[Region labeling records]
:::
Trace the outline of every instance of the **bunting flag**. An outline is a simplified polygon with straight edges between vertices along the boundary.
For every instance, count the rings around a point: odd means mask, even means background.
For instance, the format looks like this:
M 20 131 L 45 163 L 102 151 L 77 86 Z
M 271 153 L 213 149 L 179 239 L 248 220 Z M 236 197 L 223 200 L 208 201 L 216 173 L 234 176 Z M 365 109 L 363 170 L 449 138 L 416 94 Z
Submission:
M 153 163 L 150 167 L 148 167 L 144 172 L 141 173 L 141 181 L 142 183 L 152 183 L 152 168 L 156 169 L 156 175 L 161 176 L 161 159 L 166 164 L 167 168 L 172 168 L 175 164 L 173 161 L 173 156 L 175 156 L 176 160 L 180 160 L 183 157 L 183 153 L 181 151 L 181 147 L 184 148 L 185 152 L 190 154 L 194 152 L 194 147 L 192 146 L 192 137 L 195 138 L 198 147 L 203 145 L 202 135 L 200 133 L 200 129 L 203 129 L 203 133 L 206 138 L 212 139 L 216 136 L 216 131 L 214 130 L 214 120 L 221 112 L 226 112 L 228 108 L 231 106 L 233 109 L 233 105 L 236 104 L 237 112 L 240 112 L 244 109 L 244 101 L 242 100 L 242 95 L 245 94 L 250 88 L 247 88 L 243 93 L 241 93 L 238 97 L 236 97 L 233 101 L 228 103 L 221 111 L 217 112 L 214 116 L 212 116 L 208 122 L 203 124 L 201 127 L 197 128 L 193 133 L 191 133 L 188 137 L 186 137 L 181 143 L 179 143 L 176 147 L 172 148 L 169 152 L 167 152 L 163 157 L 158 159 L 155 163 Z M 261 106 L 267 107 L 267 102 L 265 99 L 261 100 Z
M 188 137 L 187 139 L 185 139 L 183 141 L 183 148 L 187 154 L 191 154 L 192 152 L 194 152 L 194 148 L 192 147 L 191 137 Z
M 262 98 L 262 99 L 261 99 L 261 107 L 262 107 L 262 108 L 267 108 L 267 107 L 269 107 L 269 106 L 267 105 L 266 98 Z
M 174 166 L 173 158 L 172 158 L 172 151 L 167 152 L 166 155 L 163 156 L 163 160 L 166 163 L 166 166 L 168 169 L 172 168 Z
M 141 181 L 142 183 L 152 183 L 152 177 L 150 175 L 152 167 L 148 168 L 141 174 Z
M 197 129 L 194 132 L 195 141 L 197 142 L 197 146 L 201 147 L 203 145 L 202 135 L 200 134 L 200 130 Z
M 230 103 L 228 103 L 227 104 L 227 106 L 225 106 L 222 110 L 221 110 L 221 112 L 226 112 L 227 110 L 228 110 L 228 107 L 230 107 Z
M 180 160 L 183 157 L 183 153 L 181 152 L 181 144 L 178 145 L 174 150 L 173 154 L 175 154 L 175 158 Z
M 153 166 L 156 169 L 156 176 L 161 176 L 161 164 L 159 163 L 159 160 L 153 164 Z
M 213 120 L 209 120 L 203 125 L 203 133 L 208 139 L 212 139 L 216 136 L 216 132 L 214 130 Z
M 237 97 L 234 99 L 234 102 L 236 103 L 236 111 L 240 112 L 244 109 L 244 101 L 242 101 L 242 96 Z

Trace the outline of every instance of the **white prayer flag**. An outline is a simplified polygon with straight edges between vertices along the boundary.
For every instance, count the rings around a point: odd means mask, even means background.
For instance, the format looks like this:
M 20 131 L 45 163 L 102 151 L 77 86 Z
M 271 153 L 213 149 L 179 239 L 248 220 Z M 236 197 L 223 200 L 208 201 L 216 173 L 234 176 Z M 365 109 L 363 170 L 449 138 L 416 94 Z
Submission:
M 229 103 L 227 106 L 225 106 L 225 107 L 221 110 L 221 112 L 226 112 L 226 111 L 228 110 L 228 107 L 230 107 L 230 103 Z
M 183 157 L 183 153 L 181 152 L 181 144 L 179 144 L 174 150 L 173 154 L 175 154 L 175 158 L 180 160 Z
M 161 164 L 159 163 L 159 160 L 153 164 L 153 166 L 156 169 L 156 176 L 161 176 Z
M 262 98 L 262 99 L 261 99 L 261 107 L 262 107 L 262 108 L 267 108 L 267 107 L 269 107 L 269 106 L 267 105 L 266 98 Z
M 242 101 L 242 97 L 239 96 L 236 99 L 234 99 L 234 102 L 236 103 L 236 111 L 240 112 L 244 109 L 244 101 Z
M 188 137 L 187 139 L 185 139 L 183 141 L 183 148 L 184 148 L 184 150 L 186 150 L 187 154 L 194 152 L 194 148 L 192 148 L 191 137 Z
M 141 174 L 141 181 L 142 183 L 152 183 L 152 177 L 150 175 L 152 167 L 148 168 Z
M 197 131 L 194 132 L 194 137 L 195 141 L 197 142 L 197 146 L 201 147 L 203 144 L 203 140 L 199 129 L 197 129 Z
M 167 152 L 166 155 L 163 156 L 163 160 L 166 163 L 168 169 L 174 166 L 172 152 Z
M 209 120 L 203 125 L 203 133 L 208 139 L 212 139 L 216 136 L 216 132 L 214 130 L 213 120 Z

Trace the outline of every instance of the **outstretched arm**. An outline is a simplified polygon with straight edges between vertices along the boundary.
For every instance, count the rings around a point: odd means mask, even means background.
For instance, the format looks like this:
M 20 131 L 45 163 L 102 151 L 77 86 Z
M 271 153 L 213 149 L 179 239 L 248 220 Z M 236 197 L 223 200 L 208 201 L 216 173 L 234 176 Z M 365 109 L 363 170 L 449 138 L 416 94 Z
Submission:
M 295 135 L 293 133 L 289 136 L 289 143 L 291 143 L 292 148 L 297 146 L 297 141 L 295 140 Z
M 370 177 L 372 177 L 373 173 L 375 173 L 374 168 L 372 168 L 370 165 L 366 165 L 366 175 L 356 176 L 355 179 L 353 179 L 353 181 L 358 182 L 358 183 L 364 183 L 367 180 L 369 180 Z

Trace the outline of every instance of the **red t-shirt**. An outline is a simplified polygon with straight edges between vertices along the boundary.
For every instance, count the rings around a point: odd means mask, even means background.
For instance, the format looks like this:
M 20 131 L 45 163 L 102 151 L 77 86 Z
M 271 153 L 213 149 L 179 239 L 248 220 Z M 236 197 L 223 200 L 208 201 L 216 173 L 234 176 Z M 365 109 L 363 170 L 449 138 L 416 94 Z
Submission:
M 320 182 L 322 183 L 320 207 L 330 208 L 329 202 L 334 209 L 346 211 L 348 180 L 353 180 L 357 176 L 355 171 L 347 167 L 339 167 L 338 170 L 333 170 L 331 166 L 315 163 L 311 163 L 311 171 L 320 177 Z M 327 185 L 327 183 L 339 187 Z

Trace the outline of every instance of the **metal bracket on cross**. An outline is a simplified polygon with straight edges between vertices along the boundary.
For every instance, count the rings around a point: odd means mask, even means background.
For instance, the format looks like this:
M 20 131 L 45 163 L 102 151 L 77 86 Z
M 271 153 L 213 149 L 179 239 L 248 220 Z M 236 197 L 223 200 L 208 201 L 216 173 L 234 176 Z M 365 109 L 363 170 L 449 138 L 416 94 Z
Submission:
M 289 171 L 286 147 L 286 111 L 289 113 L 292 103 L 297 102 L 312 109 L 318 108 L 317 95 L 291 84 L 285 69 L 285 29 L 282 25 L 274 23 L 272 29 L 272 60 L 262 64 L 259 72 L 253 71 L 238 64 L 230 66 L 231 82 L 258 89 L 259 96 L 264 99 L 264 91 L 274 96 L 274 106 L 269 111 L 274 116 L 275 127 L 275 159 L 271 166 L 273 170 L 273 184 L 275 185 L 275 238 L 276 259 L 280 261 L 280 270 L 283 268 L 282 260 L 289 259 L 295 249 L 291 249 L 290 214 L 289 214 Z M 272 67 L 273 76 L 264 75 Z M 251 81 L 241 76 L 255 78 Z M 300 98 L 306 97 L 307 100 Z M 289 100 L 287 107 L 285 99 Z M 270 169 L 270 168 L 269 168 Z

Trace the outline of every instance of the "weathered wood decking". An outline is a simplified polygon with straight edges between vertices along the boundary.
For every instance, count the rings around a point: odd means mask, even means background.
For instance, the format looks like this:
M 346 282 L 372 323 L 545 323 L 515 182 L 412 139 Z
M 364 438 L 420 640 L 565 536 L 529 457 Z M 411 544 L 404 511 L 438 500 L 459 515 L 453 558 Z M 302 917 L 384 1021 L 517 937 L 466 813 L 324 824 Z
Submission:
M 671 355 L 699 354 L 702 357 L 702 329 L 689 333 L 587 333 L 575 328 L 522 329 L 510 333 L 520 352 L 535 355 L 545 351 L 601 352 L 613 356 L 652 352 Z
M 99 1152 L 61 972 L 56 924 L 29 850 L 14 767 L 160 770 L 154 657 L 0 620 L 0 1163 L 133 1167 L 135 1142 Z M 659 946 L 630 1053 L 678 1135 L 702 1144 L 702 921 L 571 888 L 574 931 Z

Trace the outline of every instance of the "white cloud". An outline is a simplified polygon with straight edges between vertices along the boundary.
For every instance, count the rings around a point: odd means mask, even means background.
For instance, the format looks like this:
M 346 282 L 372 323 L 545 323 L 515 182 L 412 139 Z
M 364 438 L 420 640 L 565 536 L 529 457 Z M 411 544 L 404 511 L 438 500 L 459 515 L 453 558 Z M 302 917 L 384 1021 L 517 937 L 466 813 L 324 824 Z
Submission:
:::
** Instructions for the task **
Please copy out, unchanged, the lines of the records from the line containing "Trace the outline of every instance of the **metal" through the line containing "M 99 1152 L", including both of those lines.

** Answer to the task **
Trace the outline of every instance of the **metal bracket on cross**. An outline is a simplified polygon with straight edges between vertices along the boundary.
For every instance, count the rings around a point: odd means mask, even means background.
For instance, the format looks like this:
M 20 131 L 45 163 L 102 151 L 77 86 Z
M 271 153 L 213 149 L 179 239 L 248 220 Z M 236 197 L 223 200 L 208 201 L 216 173 L 234 176 Z M 365 109 L 363 170 L 449 138 L 416 94 Z
Submission:
M 289 171 L 286 147 L 286 111 L 289 113 L 292 103 L 297 102 L 312 109 L 318 108 L 317 95 L 291 84 L 285 69 L 285 29 L 282 25 L 274 23 L 272 29 L 272 60 L 262 64 L 259 72 L 253 71 L 238 64 L 230 66 L 231 82 L 258 89 L 259 96 L 264 99 L 264 91 L 274 96 L 274 106 L 269 111 L 274 116 L 275 127 L 275 159 L 271 166 L 273 170 L 273 184 L 275 185 L 275 238 L 276 259 L 280 261 L 280 270 L 283 268 L 282 260 L 289 259 L 295 249 L 291 249 L 290 214 L 289 214 Z M 272 67 L 273 76 L 264 75 Z M 251 81 L 241 76 L 255 78 Z M 300 98 L 306 97 L 307 100 Z M 289 100 L 287 107 L 285 99 Z M 270 169 L 270 168 L 269 168 Z

Trace the outline of every instance of the "weathered wood decking". An outline is a simplified polygon with straight edges between vertices along the boundary.
For every instance, count the rings around a point: odd means mask, even means background.
For instance, the format looks like this:
M 346 282 L 372 323 L 545 323 L 515 182 L 412 139 Z
M 364 438 L 420 640 L 565 536 L 529 457 Z M 411 544 L 404 511 L 438 500 L 459 515 L 453 558 Z M 302 917 L 384 1021 L 517 937 L 466 813 L 324 824 Z
Submission:
M 671 355 L 699 354 L 702 357 L 702 329 L 689 333 L 587 333 L 575 328 L 522 329 L 510 333 L 520 352 L 535 355 L 545 351 L 601 352 L 613 356 L 652 352 Z
M 99 1152 L 61 972 L 56 924 L 29 850 L 14 767 L 160 770 L 154 657 L 0 620 L 0 1163 L 133 1167 L 135 1142 Z M 659 946 L 630 1053 L 678 1135 L 702 1144 L 702 921 L 571 888 L 574 931 Z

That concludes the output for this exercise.